▶ **TASK DESCRIPTION**:
Copy the material from its first line through the line that has "<point>300,448</point>", switching "small pine sapling" to "young pine seedling" and changing nothing else. Leave the pictures out of your answer.

▶ **THE RECORDS**:
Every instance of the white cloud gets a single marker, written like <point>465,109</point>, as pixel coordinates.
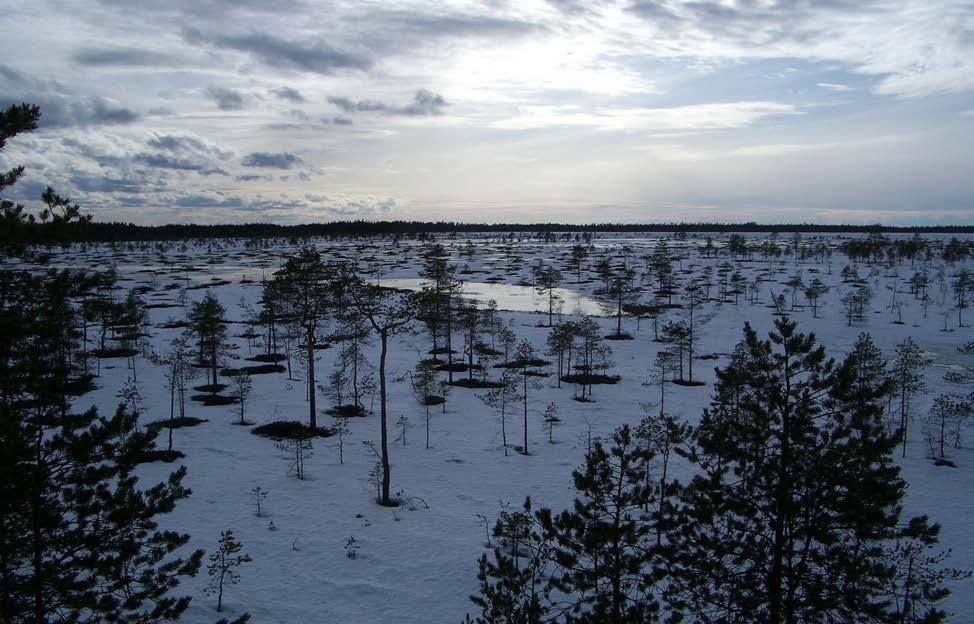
<point>831,86</point>
<point>690,118</point>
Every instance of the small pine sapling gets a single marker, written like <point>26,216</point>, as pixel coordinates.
<point>341,431</point>
<point>223,566</point>
<point>242,385</point>
<point>403,423</point>
<point>351,547</point>
<point>300,448</point>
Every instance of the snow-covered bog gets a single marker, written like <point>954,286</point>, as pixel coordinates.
<point>322,549</point>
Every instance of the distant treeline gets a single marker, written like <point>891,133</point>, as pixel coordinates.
<point>115,231</point>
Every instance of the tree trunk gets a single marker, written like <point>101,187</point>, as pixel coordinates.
<point>311,380</point>
<point>384,334</point>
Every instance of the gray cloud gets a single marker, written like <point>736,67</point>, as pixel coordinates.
<point>59,107</point>
<point>226,99</point>
<point>287,93</point>
<point>252,177</point>
<point>425,103</point>
<point>184,143</point>
<point>106,184</point>
<point>318,57</point>
<point>161,161</point>
<point>271,160</point>
<point>120,56</point>
<point>183,152</point>
<point>208,201</point>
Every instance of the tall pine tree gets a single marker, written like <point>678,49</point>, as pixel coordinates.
<point>798,499</point>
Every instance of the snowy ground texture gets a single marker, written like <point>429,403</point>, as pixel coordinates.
<point>418,564</point>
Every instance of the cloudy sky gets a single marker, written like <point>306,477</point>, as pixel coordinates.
<point>856,111</point>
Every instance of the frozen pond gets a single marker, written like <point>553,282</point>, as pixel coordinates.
<point>515,298</point>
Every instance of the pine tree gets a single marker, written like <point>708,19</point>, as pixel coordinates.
<point>208,322</point>
<point>502,399</point>
<point>223,566</point>
<point>387,313</point>
<point>303,291</point>
<point>78,538</point>
<point>798,497</point>
<point>604,563</point>
<point>907,370</point>
<point>514,582</point>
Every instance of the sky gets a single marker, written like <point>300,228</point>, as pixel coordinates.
<point>295,111</point>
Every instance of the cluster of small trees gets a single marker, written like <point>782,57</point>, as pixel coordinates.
<point>793,515</point>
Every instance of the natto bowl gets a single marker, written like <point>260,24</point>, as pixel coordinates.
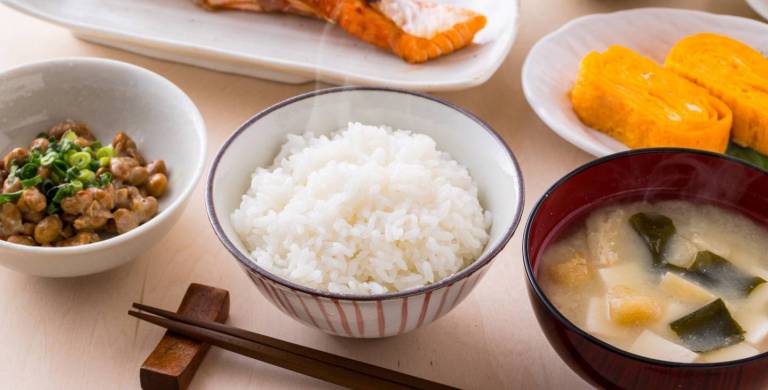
<point>109,96</point>
<point>468,140</point>
<point>650,175</point>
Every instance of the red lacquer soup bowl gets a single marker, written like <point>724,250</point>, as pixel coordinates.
<point>648,174</point>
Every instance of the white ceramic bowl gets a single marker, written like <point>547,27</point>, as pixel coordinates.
<point>760,6</point>
<point>468,140</point>
<point>109,96</point>
<point>552,65</point>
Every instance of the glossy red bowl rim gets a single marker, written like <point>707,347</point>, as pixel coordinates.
<point>533,283</point>
<point>462,274</point>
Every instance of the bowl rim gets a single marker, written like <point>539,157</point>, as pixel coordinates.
<point>534,285</point>
<point>198,129</point>
<point>246,261</point>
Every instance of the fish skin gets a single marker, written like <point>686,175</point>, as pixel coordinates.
<point>362,19</point>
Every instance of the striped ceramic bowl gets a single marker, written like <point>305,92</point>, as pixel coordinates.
<point>468,140</point>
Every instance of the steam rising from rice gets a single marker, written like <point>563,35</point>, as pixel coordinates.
<point>365,210</point>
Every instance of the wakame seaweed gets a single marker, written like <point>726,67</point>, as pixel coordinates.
<point>749,155</point>
<point>713,271</point>
<point>708,328</point>
<point>655,230</point>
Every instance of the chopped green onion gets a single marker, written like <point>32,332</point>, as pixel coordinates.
<point>80,160</point>
<point>77,186</point>
<point>106,151</point>
<point>105,179</point>
<point>10,197</point>
<point>26,183</point>
<point>12,171</point>
<point>69,136</point>
<point>49,158</point>
<point>28,171</point>
<point>86,176</point>
<point>65,146</point>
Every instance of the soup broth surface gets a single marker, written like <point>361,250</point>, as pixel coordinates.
<point>672,280</point>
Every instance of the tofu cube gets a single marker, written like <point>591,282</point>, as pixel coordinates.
<point>598,322</point>
<point>734,352</point>
<point>627,274</point>
<point>651,345</point>
<point>753,316</point>
<point>685,290</point>
<point>571,273</point>
<point>603,230</point>
<point>629,308</point>
<point>680,251</point>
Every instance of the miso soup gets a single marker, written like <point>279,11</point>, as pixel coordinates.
<point>673,280</point>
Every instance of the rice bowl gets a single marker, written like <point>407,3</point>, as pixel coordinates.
<point>365,210</point>
<point>468,140</point>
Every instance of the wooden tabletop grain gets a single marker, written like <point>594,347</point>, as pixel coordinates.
<point>75,333</point>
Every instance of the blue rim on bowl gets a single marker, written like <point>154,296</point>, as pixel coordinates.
<point>245,260</point>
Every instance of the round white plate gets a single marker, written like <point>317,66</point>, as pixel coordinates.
<point>552,65</point>
<point>760,6</point>
<point>277,47</point>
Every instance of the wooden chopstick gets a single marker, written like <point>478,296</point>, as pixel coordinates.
<point>318,364</point>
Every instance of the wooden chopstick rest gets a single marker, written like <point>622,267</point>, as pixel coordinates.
<point>176,358</point>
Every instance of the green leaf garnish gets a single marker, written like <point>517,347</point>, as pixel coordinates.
<point>708,328</point>
<point>10,197</point>
<point>713,271</point>
<point>26,183</point>
<point>749,155</point>
<point>655,230</point>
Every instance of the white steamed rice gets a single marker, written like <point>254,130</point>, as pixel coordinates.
<point>365,210</point>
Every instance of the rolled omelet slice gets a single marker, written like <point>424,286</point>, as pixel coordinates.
<point>633,99</point>
<point>734,72</point>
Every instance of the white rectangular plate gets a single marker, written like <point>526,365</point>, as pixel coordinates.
<point>283,48</point>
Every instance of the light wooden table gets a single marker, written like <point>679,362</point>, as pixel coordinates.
<point>75,334</point>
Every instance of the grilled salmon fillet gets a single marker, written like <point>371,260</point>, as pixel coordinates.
<point>415,30</point>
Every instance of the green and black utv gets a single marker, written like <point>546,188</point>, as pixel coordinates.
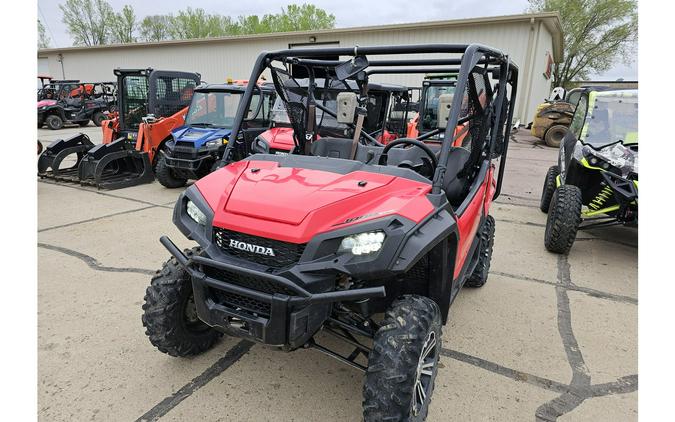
<point>595,183</point>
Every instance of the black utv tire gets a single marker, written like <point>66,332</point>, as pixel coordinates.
<point>165,175</point>
<point>564,217</point>
<point>169,314</point>
<point>554,135</point>
<point>478,277</point>
<point>549,188</point>
<point>401,348</point>
<point>98,118</point>
<point>54,122</point>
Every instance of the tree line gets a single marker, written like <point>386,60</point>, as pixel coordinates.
<point>95,22</point>
<point>596,32</point>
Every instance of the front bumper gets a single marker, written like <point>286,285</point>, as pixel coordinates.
<point>288,317</point>
<point>183,163</point>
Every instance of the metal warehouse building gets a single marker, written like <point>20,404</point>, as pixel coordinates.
<point>533,41</point>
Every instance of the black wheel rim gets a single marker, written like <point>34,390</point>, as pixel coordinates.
<point>426,367</point>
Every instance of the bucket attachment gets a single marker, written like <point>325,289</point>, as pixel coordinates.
<point>49,162</point>
<point>115,166</point>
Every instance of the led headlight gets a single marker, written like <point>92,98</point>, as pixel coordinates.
<point>216,142</point>
<point>196,214</point>
<point>363,243</point>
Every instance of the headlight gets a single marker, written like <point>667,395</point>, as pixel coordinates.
<point>196,214</point>
<point>362,243</point>
<point>216,142</point>
<point>617,155</point>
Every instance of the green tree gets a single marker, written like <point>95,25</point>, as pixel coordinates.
<point>87,21</point>
<point>43,39</point>
<point>305,17</point>
<point>123,26</point>
<point>156,28</point>
<point>596,33</point>
<point>196,23</point>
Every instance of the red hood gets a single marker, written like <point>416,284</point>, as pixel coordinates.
<point>294,204</point>
<point>43,103</point>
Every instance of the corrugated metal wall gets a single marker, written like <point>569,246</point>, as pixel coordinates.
<point>217,61</point>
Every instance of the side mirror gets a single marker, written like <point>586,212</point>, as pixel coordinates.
<point>351,67</point>
<point>346,107</point>
<point>444,103</point>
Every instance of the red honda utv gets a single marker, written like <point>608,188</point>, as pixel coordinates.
<point>383,122</point>
<point>367,243</point>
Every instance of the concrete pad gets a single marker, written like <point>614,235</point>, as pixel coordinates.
<point>150,192</point>
<point>58,205</point>
<point>128,240</point>
<point>94,360</point>
<point>466,393</point>
<point>616,408</point>
<point>605,266</point>
<point>511,322</point>
<point>607,333</point>
<point>519,250</point>
<point>269,384</point>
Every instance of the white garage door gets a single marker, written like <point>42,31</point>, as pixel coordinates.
<point>43,67</point>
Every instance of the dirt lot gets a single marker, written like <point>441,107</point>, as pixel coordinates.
<point>548,338</point>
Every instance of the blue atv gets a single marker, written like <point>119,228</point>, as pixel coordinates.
<point>196,147</point>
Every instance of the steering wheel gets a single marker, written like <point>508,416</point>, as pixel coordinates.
<point>408,141</point>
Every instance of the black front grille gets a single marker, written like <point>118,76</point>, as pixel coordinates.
<point>269,252</point>
<point>235,301</point>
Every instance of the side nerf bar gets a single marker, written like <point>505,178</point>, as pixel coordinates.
<point>304,297</point>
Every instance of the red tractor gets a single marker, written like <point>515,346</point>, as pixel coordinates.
<point>151,103</point>
<point>343,236</point>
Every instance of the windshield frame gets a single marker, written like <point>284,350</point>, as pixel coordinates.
<point>223,114</point>
<point>591,122</point>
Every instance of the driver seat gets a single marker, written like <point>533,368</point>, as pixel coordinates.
<point>456,187</point>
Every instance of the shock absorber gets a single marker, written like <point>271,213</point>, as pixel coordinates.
<point>601,198</point>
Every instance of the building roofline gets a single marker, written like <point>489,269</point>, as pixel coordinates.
<point>551,21</point>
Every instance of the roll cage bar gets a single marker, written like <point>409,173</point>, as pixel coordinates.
<point>472,55</point>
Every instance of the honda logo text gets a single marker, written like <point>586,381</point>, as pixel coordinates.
<point>247,247</point>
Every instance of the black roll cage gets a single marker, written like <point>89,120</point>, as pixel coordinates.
<point>471,55</point>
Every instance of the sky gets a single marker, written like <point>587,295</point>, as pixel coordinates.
<point>347,13</point>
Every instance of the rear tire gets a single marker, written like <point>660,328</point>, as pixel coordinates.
<point>554,135</point>
<point>169,314</point>
<point>98,118</point>
<point>165,175</point>
<point>564,217</point>
<point>54,122</point>
<point>487,239</point>
<point>549,188</point>
<point>404,359</point>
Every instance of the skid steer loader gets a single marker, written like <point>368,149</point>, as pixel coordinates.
<point>151,103</point>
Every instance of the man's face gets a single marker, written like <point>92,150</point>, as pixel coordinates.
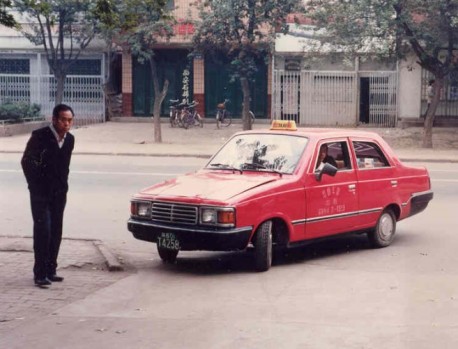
<point>323,151</point>
<point>63,122</point>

▶ **TASK SOLUTION**:
Every instance of the white cloud gets a single marker, written like <point>465,109</point>, as pixel coordinates.
<point>831,86</point>
<point>690,118</point>
Every instance of the young pine seedling gets a single marker, written like <point>26,216</point>, as pixel coordinates.
<point>341,431</point>
<point>223,566</point>
<point>242,385</point>
<point>403,423</point>
<point>351,547</point>
<point>300,448</point>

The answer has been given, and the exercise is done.